* _What you are asked to do_
Retype the lines below word for word, beginning at the line that contains "Annotation spec: the target object is road." and stopping after the line that contains "[168,200,354,240]".

(Items from a dataset)
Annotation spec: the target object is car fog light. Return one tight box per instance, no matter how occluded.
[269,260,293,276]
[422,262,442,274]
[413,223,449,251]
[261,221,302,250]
--
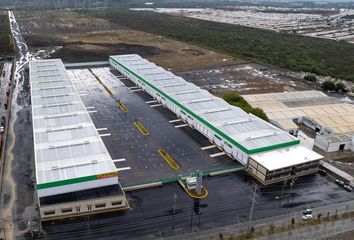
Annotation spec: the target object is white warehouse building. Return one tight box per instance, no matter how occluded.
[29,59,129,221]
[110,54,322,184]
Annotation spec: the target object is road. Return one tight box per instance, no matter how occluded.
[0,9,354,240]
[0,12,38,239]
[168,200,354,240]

* _Exercise solution_
Annotation spec: the target object is road. Return one tight box per instance, no matter how occluded.
[0,9,354,240]
[0,12,38,239]
[168,200,354,240]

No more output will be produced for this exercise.